◆ TASK PROMPT:
Retype the data below line for line, keeping every character unchanged.

◆ AVAILABLE RECORDS:
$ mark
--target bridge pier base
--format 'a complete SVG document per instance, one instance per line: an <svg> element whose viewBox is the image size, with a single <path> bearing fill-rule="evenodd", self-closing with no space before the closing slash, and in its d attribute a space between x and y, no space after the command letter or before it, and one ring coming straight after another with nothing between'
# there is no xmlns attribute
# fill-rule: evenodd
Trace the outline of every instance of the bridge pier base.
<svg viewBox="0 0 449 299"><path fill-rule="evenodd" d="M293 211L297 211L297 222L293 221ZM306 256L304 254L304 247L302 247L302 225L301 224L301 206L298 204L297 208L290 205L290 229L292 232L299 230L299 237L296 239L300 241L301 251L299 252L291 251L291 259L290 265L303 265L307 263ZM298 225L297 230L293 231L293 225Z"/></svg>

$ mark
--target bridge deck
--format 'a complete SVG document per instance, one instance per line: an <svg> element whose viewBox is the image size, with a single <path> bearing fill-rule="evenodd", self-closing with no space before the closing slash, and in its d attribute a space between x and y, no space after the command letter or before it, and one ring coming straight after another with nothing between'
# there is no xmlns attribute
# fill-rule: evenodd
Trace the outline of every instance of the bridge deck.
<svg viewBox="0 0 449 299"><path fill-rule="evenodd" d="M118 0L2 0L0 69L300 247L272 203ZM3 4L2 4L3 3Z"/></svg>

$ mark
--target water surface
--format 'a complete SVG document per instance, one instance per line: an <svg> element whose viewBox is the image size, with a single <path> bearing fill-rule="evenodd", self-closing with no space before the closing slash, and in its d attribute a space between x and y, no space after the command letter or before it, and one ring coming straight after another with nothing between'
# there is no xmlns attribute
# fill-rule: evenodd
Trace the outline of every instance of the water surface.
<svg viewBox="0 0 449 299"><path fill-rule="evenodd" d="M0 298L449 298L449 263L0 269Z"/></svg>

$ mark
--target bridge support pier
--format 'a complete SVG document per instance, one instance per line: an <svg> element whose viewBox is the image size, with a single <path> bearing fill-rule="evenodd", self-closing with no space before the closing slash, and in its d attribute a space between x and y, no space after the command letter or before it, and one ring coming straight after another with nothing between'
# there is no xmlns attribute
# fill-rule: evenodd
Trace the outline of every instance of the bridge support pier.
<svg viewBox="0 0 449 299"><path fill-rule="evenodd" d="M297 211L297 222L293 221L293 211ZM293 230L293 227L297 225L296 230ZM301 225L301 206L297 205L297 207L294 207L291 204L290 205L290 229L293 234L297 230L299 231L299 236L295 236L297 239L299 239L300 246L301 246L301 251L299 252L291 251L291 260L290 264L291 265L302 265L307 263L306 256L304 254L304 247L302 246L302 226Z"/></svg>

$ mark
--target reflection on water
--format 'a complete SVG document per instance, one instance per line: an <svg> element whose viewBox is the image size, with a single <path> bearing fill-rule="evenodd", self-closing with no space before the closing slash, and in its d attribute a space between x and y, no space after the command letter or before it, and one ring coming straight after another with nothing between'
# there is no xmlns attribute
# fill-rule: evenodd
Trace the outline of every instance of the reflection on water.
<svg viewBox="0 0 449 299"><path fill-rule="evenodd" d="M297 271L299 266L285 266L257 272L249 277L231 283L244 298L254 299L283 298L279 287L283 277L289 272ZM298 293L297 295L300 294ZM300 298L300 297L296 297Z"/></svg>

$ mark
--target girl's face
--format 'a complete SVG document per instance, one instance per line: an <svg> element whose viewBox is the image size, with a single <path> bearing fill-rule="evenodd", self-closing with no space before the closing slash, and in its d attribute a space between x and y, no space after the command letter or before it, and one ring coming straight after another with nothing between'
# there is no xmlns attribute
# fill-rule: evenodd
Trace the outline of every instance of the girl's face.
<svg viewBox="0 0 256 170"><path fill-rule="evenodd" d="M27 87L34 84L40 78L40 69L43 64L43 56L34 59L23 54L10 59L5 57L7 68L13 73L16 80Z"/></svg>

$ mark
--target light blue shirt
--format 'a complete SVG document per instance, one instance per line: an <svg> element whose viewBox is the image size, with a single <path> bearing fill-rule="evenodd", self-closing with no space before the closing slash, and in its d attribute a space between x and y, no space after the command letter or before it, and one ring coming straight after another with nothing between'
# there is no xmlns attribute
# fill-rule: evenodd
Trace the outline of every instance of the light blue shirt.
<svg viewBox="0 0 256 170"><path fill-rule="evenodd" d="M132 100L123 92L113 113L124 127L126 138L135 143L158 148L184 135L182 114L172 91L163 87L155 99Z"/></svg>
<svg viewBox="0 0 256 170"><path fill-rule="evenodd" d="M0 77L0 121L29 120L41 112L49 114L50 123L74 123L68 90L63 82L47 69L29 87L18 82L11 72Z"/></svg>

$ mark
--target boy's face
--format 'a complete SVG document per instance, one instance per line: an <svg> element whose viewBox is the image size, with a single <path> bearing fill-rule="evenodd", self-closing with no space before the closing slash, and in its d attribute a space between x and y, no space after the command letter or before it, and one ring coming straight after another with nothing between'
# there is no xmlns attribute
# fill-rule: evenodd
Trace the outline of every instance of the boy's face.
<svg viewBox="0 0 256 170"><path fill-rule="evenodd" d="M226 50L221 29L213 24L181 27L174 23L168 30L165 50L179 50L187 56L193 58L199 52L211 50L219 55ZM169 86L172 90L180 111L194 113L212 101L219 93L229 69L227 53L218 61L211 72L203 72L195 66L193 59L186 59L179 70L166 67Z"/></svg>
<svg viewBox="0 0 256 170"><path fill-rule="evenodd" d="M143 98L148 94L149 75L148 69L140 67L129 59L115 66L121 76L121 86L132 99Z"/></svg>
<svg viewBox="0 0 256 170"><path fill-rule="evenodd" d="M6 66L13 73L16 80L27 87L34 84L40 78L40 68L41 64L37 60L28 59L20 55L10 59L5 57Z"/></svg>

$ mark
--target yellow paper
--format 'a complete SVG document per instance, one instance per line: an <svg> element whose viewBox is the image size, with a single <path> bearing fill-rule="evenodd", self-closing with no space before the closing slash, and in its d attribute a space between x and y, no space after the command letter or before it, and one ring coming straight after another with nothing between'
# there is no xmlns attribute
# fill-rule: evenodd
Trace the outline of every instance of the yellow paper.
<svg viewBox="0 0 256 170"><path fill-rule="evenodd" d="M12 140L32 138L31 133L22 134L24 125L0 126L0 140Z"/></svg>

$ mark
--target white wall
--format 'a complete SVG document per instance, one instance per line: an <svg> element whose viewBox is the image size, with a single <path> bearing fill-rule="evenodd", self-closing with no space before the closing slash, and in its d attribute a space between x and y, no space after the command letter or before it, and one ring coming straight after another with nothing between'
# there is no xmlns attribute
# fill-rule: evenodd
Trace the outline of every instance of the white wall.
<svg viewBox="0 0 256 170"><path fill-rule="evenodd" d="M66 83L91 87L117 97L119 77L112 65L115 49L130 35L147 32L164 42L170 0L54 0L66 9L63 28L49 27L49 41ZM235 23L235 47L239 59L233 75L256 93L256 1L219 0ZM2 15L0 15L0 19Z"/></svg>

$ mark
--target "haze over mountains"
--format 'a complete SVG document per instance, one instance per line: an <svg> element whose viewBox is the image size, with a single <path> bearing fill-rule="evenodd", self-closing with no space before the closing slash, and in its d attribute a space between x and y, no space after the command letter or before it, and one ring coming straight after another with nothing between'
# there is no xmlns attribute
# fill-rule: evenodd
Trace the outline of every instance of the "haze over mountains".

◆ RESPONSE BELOW:
$ mark
--target bridge pier base
--format 'a complete SVG document per instance, one instance per line: an <svg> element whose viewBox is the image size, with a single <path> bearing fill-rule="evenodd", self-closing with no space before the closing slash, and in its d attribute a space between x and y, no space after the command letter or before it, and one ring coming straight after another with nothing between'
# there is no xmlns attribute
# fill-rule: evenodd
Trace the outline of every instance of the bridge pier base.
<svg viewBox="0 0 449 299"><path fill-rule="evenodd" d="M293 211L297 211L297 222L293 221ZM306 256L304 254L304 247L302 247L302 225L301 224L301 206L298 204L297 208L290 205L290 229L292 232L299 230L299 237L296 239L300 241L301 251L299 252L291 251L291 259L290 265L303 265L307 263ZM298 225L297 230L293 231L293 225Z"/></svg>

$ mark
--target bridge deck
--format 'a complete SVG document per instance, one instance per line: an <svg> element whose viewBox is the image size, with a single <path> bearing fill-rule="evenodd", self-closing with no space before the closing slash, and in its d attribute a space between x and y, no space after the command letter or before it, and one ring coming straight after another with nothing between'
# there is no xmlns attribute
# fill-rule: evenodd
Trace the outline of every instance of the bridge deck.
<svg viewBox="0 0 449 299"><path fill-rule="evenodd" d="M118 0L2 0L0 69L300 247L272 203ZM3 4L2 4L3 3Z"/></svg>

$ mark
--target water surface
--format 'a complete SVG document per instance, one instance per line: an <svg> element whose viewBox is the image size, with a single <path> bearing fill-rule="evenodd", self-closing with no space before the closing slash, and in its d attribute a space between x and y, no space after the command letter or before it, and one ring coming straight after another with nothing between'
# there is no xmlns attribute
# fill-rule: evenodd
Trace the outline of every instance of the water surface.
<svg viewBox="0 0 449 299"><path fill-rule="evenodd" d="M0 298L449 298L449 263L0 269Z"/></svg>

$ mark
--target bridge support pier
--format 'a complete SVG document per instance, one instance per line: an <svg> element whose viewBox is the image size, with a single <path> bearing fill-rule="evenodd", self-closing with no space before the closing slash, and in its d attribute a space between x and y, no space after the command letter or before it, and one ring coming straight after another with nothing between'
# there is no xmlns attribute
# fill-rule: evenodd
Trace the outline of every instance of the bridge support pier.
<svg viewBox="0 0 449 299"><path fill-rule="evenodd" d="M297 211L297 222L293 221L293 211ZM293 230L293 227L297 225L296 230ZM301 225L301 206L297 205L297 207L294 207L291 204L290 205L290 229L293 234L297 230L299 231L299 236L295 236L297 239L299 239L300 246L301 246L301 251L299 252L291 251L291 260L290 264L291 265L302 265L307 263L306 256L304 254L304 247L302 246L302 226Z"/></svg>

$ mark
--target reflection on water
--format 'a complete SVG document per instance, one instance per line: an <svg> element whose viewBox is the image size, with a single <path> bearing fill-rule="evenodd", self-closing with no space before the closing slash, and in its d attribute a space between x and y, no space after the command letter or before it, and one ring coming straight after another with nothing between'
# there is no xmlns attribute
# fill-rule: evenodd
Trace the outline of every instance of the reflection on water.
<svg viewBox="0 0 449 299"><path fill-rule="evenodd" d="M297 271L299 266L285 266L257 272L249 277L231 283L244 298L254 299L283 298L279 287L283 277L289 272ZM298 293L297 295L300 294ZM300 298L300 297L296 297Z"/></svg>

$ mark
--target girl's face
--format 'a complete SVG document per instance, one instance per line: an <svg> element whose viewBox is the image size, with a single <path> bearing fill-rule="evenodd", self-closing with no space before the closing slash, and in its d attribute a space between x and y, no space after the command letter or before it, and one ring coming straight after another with nothing between'
# there is no xmlns attribute
# fill-rule: evenodd
Trace the outline of every instance of the girl's face.
<svg viewBox="0 0 256 170"><path fill-rule="evenodd" d="M27 87L34 84L40 78L40 69L43 64L43 56L34 59L23 54L10 59L5 57L7 68L13 73L16 80Z"/></svg>

$ mark
--target light blue shirt
--format 'a complete SVG document per instance, one instance per line: an <svg> element whose viewBox is the image size, with a single <path> bearing fill-rule="evenodd", self-closing with no space before the closing slash, and in its d attribute a space between x and y, no space after the command letter or before it, and one ring coming straight after another with nothing between'
# there is no xmlns attribute
# fill-rule: evenodd
Trace the outline of every instance of the light blue shirt.
<svg viewBox="0 0 256 170"><path fill-rule="evenodd" d="M132 100L123 92L113 113L124 127L126 138L135 143L158 148L184 135L182 114L172 91L163 87L155 99Z"/></svg>
<svg viewBox="0 0 256 170"><path fill-rule="evenodd" d="M0 77L0 121L29 120L41 112L49 114L50 123L74 123L68 90L63 82L47 69L29 87L18 82L11 72Z"/></svg>

$ mark
--target boy's face
--format 'a complete SVG document per instance, one instance per line: an <svg> element whose viewBox is the image size, with a single <path> bearing fill-rule="evenodd", self-closing with no space before the closing slash, and in its d attribute a space between x and y, no space after the command letter or before it, and one ring coming straight after another with nothing between'
# there is no xmlns attribute
# fill-rule: evenodd
Trace the outline of every instance of the boy's face.
<svg viewBox="0 0 256 170"><path fill-rule="evenodd" d="M226 50L221 29L213 24L181 27L174 23L168 30L165 50L179 50L187 56L193 58L199 52L211 50L219 55ZM169 86L172 90L180 111L194 113L212 101L219 93L229 69L227 53L218 61L211 72L203 72L195 66L193 59L186 59L179 70L166 67Z"/></svg>
<svg viewBox="0 0 256 170"><path fill-rule="evenodd" d="M143 98L148 94L149 75L148 69L140 67L129 59L115 66L121 76L121 86L132 99Z"/></svg>
<svg viewBox="0 0 256 170"><path fill-rule="evenodd" d="M6 66L13 73L16 80L27 87L34 84L40 78L40 68L41 64L37 60L28 59L20 55L10 59L5 57Z"/></svg>

$ mark
--target yellow paper
--format 'a complete SVG document per instance, one instance per line: an <svg> element whose viewBox is the image size, with a single <path> bearing fill-rule="evenodd", self-closing with no space before the closing slash, and in its d attribute a space between x and y, no space after the command letter or before it, and one ring coming straight after another with nothing between'
# there is no xmlns attribute
# fill-rule: evenodd
Trace the outline of every instance of the yellow paper.
<svg viewBox="0 0 256 170"><path fill-rule="evenodd" d="M12 140L32 138L31 133L22 134L24 125L0 126L0 140Z"/></svg>

$ mark
--target white wall
--format 'a complete SVG document per instance, one instance per line: an <svg> element whose viewBox is the image size, with a single <path> bearing fill-rule="evenodd", self-closing with no space before the closing slash, and in its d attribute a space between x and y, no space after the command letter or before it, and one ring coming straight after another with nothing between'
# there is no xmlns attribute
# fill-rule: evenodd
Trace the outline of every instance of the white wall.
<svg viewBox="0 0 256 170"><path fill-rule="evenodd" d="M66 83L91 87L117 97L119 77L112 65L115 49L130 35L147 32L164 42L170 0L54 0L66 9L63 28L49 27L49 41ZM235 23L235 47L239 59L233 75L256 93L256 1L219 0ZM2 15L0 15L0 19Z"/></svg>

$ mark
--target "haze over mountains"
--format 'a complete SVG document per instance, one instance per line: an <svg> element whose viewBox is the image size, with a single <path> bearing fill-rule="evenodd", self-closing with no space before the closing slash, and in its d attribute a space between x and y, no space after the command letter or before it, and one ring coming straight after another with nothing between'
# there is no xmlns attribute
# fill-rule: evenodd
Trace the outline of every instance of the "haze over mountains".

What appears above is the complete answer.